▸ **Required work**
Return, word for word, only the lines from the one containing "SELECT bbox FROM objects WHERE label = 'puppy's nose';" through the last line of the entries.

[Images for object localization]
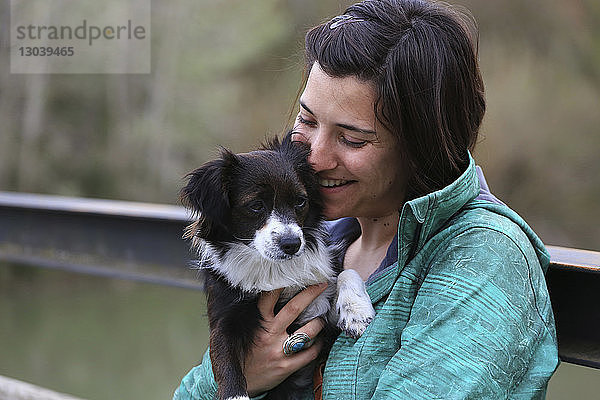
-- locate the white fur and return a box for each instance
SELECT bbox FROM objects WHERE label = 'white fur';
[253,212,305,259]
[335,269,375,338]
[225,396,250,400]
[280,279,337,326]
[194,227,334,293]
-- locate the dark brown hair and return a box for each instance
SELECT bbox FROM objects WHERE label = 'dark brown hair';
[304,0,485,200]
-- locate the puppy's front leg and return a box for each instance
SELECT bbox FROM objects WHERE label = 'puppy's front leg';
[335,269,375,339]
[209,323,249,400]
[205,278,257,400]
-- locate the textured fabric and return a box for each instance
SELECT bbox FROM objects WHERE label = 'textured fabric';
[173,154,559,400]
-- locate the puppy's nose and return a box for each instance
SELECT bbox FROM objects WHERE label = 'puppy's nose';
[278,235,301,255]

▸ **Answer to the problem**
SELECT bbox FROM objects WHERE label = 'puppy's nose';
[278,235,301,255]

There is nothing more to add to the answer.